Entries from a pointing dataset
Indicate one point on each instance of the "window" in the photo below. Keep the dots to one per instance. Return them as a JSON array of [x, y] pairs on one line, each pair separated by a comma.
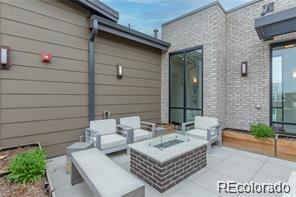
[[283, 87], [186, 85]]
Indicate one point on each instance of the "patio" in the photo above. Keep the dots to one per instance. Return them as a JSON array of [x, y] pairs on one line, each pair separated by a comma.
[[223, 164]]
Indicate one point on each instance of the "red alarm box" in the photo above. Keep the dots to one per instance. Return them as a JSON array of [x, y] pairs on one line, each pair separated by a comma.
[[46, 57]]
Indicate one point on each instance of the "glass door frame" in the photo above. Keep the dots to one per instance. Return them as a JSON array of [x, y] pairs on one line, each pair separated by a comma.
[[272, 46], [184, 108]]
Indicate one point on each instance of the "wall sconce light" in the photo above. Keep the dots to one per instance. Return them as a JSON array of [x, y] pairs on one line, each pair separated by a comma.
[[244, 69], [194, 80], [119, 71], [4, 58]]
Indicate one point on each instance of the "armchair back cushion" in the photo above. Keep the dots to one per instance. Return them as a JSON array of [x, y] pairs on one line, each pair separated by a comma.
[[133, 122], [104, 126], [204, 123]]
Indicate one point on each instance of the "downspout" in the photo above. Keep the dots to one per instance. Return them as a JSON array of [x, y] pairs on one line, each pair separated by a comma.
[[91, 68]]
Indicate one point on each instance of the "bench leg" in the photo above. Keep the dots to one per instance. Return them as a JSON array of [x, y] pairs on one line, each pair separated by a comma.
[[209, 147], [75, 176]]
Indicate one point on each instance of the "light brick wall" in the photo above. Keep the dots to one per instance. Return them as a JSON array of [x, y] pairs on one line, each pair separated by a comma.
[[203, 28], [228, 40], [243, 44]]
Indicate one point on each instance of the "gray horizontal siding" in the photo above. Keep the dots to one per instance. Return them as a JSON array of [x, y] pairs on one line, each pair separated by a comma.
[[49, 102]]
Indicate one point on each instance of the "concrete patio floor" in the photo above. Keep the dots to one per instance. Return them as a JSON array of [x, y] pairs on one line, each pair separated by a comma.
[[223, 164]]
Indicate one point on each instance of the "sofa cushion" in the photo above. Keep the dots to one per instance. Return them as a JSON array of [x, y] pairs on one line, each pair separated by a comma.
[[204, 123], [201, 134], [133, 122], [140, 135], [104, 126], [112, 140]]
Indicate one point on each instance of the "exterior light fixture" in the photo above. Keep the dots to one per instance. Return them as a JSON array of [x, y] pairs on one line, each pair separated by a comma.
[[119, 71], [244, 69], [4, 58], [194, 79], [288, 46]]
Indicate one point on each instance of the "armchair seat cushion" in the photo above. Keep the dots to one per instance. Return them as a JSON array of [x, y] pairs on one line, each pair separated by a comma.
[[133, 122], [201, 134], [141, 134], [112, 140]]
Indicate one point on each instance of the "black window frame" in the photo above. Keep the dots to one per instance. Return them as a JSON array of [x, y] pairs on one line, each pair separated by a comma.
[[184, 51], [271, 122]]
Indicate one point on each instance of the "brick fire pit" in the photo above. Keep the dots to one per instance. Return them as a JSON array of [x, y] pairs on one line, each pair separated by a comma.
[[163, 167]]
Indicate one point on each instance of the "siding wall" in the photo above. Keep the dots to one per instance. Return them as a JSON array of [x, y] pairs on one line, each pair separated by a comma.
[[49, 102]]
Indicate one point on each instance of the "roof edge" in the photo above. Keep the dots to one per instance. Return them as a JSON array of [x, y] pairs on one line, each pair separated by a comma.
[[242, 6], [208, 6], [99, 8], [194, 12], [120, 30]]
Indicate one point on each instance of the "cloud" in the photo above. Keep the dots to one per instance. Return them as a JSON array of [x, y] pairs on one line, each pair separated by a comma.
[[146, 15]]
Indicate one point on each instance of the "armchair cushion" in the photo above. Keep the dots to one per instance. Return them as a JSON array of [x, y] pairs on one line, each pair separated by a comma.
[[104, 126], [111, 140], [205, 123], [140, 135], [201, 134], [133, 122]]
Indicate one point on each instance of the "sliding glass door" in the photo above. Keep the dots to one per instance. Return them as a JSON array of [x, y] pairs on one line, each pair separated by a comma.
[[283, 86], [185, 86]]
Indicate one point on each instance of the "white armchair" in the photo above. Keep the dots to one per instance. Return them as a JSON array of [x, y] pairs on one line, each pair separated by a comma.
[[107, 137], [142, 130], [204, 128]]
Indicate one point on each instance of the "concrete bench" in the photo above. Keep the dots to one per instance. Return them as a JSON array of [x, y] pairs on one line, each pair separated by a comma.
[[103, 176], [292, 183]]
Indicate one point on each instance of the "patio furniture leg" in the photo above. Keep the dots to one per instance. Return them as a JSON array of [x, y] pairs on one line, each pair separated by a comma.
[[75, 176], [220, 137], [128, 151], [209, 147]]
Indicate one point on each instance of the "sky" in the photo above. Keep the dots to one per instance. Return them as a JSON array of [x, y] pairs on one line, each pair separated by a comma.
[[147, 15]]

Problem to solve ▸ Rewrite all of the rows above as a Markdown table with two columns, No. and Text, giving each line its own number and skipping blank lines. Leave the pictures out of the table.

Finished exercise ▸
| No. | Text |
|---|---|
| 1 | Indicate one point on each instance of the "window" in the photo below. Keep the dots to one per instance. Return them as a JSON array of [x, y] pairs on one line, each pair separated by a comma. |
| 2 | [[283, 87], [186, 85]] |
| 3 | Indicate one point on each instance of the "patio" in the photo above. Keep the dots to one per instance. Return them as a JSON array of [x, y] pairs on one line, each pair separated by a comma. |
| 4 | [[223, 164]] |
| 5 | Indicate one point on each instance of the "red alarm box" in the photo above. Keep the dots to one per instance. Return them as a JSON array of [x, y] pairs on one line, each pair separated by a comma. |
| 6 | [[46, 57]] |
| 7 | Indicate one point on each instance of the "glass door frame" in the photo above. Keep the dots to one per instance. Return them as a JSON array of [x, y] pairs on one line, each pair separated by a comma. |
| 8 | [[272, 46], [184, 108]] |
| 9 | Indicate one point on each instance of the "wall sconce light" in the photo above. Keep the dots to one per instance. Return them as a JSON array of [x, y] pairs on one line, each pair separated by a comma. |
| 10 | [[244, 69], [194, 80], [119, 71], [4, 58]] |
| 11 | Indicate one point on each instance of the "armchair back cushion" in the photo above. Keep the dots to one per instance. Return them as a JSON array of [x, y] pairs on one line, each pair separated by a comma. |
| 12 | [[133, 122], [104, 126], [204, 123]] |
| 13 | Indicate one point on each instance of the "downspout" in the photo above. Keep the dots to one per instance. Return them as a JSON array of [x, y] pairs on one line, each pair separated by a comma. |
| 14 | [[91, 68]] |
| 15 | Indicate one point on each instance of the "bench leg" in the photo above. Keep the dots to one per instance. Return them as a JSON array of [x, y] pairs on one line, each pair separated by a comma. |
| 16 | [[209, 147], [75, 176]] |
| 17 | Indicate one point on each instance of the "light brick wall" in the photo above. Keep the dots to one per instance. Return them as a JSON array of [x, y] pairs on one line, each pair separated by a comma. |
| 18 | [[203, 28], [228, 40], [243, 44]] |
| 19 | Indicate one point on each instance of the "gray horizontal siding" in the photo above. Keep the dots to one per instance. Return them as a JSON array of [x, y] pairs on one line, each pair separated by a comma. |
| 20 | [[49, 102]] |
| 21 | Indicate one point on each instance of the "concrete patio floor" in the photo above. Keep the dots to one per instance. Return them as a JSON array of [x, y] pairs on one line, each pair separated by a comma. |
| 22 | [[223, 164]] |
| 23 | Indicate one point on each instance of the "sofa cushion" in the photo above. Keep the dots to one per instance. Return them as a JSON array of [x, y] pairs on one line, each pair separated by a comma. |
| 24 | [[204, 123], [201, 134], [133, 122], [140, 135], [104, 126], [112, 140]] |
| 25 | Indicate one point on each instance of the "exterior light fixture" in the photo above. Keep the dots to one per instance. Return them as a JSON array of [x, y] pairs on one line, each pair separated by a comma. |
| 26 | [[119, 71], [244, 69], [4, 58], [194, 79], [288, 46]] |
| 27 | Indicate one point on each instance of the "armchair seat cushion" in the photo above. Keep the dots to one per instance. Return them as a JSON array of [x, y] pairs on one line, each pair separated by a comma. |
| 28 | [[133, 122], [201, 134], [141, 134], [112, 140]] |
| 29 | Indicate one point on each instance of the "black window frame" in the photo above. Keep the dots to one per instance. Return them as a JSON array of [x, y] pairs on one line, each pair separated by a comma. |
| 30 | [[184, 51], [271, 122]] |
| 31 | Indicate one point on each instance of the "brick fire pit" in the photo above. Keep the dots to one per instance. Return them as a JSON array of [x, y] pairs on one line, each pair separated by a comma. |
| 32 | [[163, 167]] |
| 33 | Indicate one point on each instance of the "siding wall" in the photo above. Keep the dots to one per instance. Return them as a JSON array of [x, y] pairs on one line, each pair separated by a comma. |
| 34 | [[49, 102]] |
| 35 | Indicate one point on each instance of the "roof edge" in the photo above. Keep the dots to one per instance. Return them as a JSON array of [x, y] pairs on one line, each pair separated by a comma. |
| 36 | [[242, 6], [208, 6], [99, 8], [194, 12], [120, 30]] |
| 37 | Indicate one point on each instance of the "cloud" in the photo above. Keep the dots to one per instance. Return them as a JSON array of [x, y] pairs on one line, each pair separated by a comma. |
| 38 | [[146, 15]] |
| 39 | Indicate one point on each instance of the "armchair cushion" in the photo above. Keep the dots to one per instance. Return them as a JSON array of [x, y] pairs on one line, each pair separated by a comma. |
| 40 | [[104, 126], [111, 140], [205, 123], [140, 135], [201, 134], [133, 122]] |
| 41 | Indicate one point on each instance of the "sliding glass door" in the photo above. Keep the dots to one per instance. Return them as a JSON array of [x, y] pairs on one line, each pair separated by a comma. |
| 42 | [[283, 86], [185, 86]] |
| 43 | Indicate one point on each instance of the "white armchair" in the photo above. Keep the dots to one per instance. Return them as a JSON array of [x, y] pairs on one line, each pair separated by a comma. |
| 44 | [[107, 137], [142, 130], [204, 128]] |
| 45 | Indicate one point on each instance of the "concrete bench" in the photo above. Keep the dots to one per instance. Return them as a JSON array of [x, y] pairs on one line, each pair separated by a comma. |
| 46 | [[103, 176], [292, 183]] |
| 47 | Indicate one point on each instance of the "patio furniture leg" in the photo above. Keep the dots to one per instance. Return them as a JSON array of [x, y] pairs on one line, each pair separated by a comma. |
| 48 | [[75, 176], [220, 137], [128, 151], [209, 147]] |
| 49 | Indicate one point on each instance of the "sky" in the photo above. Keep the dots to one per instance. Return them as a JSON array of [x, y] pairs on one line, each pair separated by a comma. |
| 50 | [[147, 15]] |